● GOAL: Rewrite these lines as a numbered list, leaving out the blank ones.

● DATA:

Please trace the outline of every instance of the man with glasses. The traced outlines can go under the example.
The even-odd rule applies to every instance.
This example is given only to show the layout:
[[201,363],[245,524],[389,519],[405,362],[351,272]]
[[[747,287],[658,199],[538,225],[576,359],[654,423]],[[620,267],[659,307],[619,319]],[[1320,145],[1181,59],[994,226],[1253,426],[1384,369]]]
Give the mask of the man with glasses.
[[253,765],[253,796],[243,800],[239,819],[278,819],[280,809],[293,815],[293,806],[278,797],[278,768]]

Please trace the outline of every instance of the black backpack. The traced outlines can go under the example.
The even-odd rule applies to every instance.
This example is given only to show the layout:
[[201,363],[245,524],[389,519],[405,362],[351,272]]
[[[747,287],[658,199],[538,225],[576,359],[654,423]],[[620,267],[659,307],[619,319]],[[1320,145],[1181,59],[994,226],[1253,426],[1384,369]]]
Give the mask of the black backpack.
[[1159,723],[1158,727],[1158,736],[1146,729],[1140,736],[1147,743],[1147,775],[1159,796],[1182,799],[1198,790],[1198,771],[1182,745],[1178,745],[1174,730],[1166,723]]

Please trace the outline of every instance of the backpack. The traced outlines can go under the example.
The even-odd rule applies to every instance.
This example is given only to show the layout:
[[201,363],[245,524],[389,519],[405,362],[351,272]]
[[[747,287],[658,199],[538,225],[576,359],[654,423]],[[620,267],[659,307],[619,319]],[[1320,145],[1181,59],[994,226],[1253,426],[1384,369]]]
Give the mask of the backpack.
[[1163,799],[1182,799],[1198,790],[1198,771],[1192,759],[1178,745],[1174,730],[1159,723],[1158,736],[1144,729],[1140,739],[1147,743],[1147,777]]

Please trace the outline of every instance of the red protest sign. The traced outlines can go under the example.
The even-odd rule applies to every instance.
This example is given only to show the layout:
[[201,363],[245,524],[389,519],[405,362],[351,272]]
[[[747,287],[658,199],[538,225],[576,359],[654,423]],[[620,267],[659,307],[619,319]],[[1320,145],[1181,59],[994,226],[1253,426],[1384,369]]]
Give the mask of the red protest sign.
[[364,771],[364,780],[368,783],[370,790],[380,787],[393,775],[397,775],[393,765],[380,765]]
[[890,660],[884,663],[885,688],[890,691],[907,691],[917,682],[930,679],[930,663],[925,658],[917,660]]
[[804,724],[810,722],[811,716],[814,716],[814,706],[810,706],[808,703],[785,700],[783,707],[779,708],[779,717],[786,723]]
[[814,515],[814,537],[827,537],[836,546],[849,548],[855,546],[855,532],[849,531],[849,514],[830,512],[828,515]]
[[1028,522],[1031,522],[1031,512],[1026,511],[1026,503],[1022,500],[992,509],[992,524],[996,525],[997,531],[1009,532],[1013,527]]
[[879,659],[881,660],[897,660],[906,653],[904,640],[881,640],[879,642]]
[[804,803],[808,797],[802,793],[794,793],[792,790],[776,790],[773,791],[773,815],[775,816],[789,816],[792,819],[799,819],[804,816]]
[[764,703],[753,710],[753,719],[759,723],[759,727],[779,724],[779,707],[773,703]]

● ANSWER TO THIS TASK:
1. Please trace the outline of every instance of the man with glasses. The traced outlines can go under the example.
2. The even-odd rule applies to every instance.
3. This example is given only to show the layout:
4. [[201,363],[245,524],[389,519],[405,362],[351,272]]
5. [[[747,287],[658,199],[538,225],[576,359],[654,423]],[[620,267],[659,307],[619,319]],[[1320,145],[1181,59],[994,226],[1253,426],[1384,369]]]
6. Give the mask of the man with glasses.
7. [[253,765],[253,796],[243,800],[239,819],[278,819],[280,809],[293,815],[293,806],[278,797],[278,768]]
8. Please trace the outline of every instance of the black backpack. The traced outlines can go under the example.
9. The even-odd rule applies to every instance.
10. This example is given only to show the layout:
11. [[201,363],[245,524],[389,519],[405,362],[351,272]]
12. [[[747,287],[658,199],[538,225],[576,359],[654,423]],[[620,267],[659,307],[619,319]],[[1320,145],[1181,59],[994,226],[1253,426],[1384,369]]]
13. Give the mask of the black backpack.
14. [[1159,723],[1158,727],[1158,736],[1146,729],[1140,736],[1147,743],[1147,775],[1159,796],[1182,799],[1198,790],[1198,771],[1182,745],[1178,745],[1174,730],[1166,723]]
15. Please trace the outline of every instance of the backpack. The traced outlines can go under the example.
16. The even-odd rule applies to every instance.
17. This example is given only to show the layout:
18. [[201,363],[245,524],[389,519],[405,362],[351,272]]
19. [[[747,287],[658,199],[538,225],[576,359],[654,423]],[[620,267],[659,307],[619,319]],[[1320,145],[1181,59],[994,226],[1253,426],[1384,369]]]
20. Give the mask of the backpack.
21. [[1163,799],[1182,799],[1198,790],[1198,771],[1192,759],[1178,745],[1174,730],[1159,723],[1158,736],[1144,729],[1140,739],[1147,743],[1147,777]]
22. Please trace the outline of every instance of the red protest sign. The traced outlines can go under the example.
23. The even-odd rule applies to every instance.
24. This example is given only to show the layout:
25. [[201,363],[245,524],[389,519],[405,362],[351,272]]
26. [[[747,287],[658,199],[538,225],[576,359],[654,423]],[[620,267],[659,307],[619,319]],[[1320,145],[1181,59],[994,226],[1253,426],[1384,369]]]
27. Give the mask of the red protest sign.
28. [[364,771],[364,780],[368,783],[370,790],[380,787],[393,775],[397,775],[393,765],[380,765]]
29. [[890,660],[884,663],[885,688],[890,691],[907,691],[917,682],[930,679],[930,663],[925,658],[917,660]]
30. [[804,724],[810,722],[811,716],[814,716],[814,706],[810,706],[808,703],[785,700],[783,707],[779,708],[779,717],[786,723]]
31. [[814,515],[814,537],[827,537],[836,546],[849,548],[855,546],[855,532],[849,531],[849,514],[830,512],[828,515]]
32. [[1028,522],[1031,522],[1031,512],[1026,511],[1026,503],[1022,500],[992,509],[992,524],[996,525],[997,531],[1009,532],[1013,527]]
33. [[879,659],[881,660],[897,660],[906,653],[904,640],[881,640],[879,642]]
34. [[804,803],[808,797],[802,793],[794,793],[792,790],[776,790],[773,791],[773,815],[775,816],[789,816],[792,819],[799,819],[804,816]]
35. [[764,703],[753,710],[753,719],[759,723],[759,727],[779,724],[779,707],[773,703]]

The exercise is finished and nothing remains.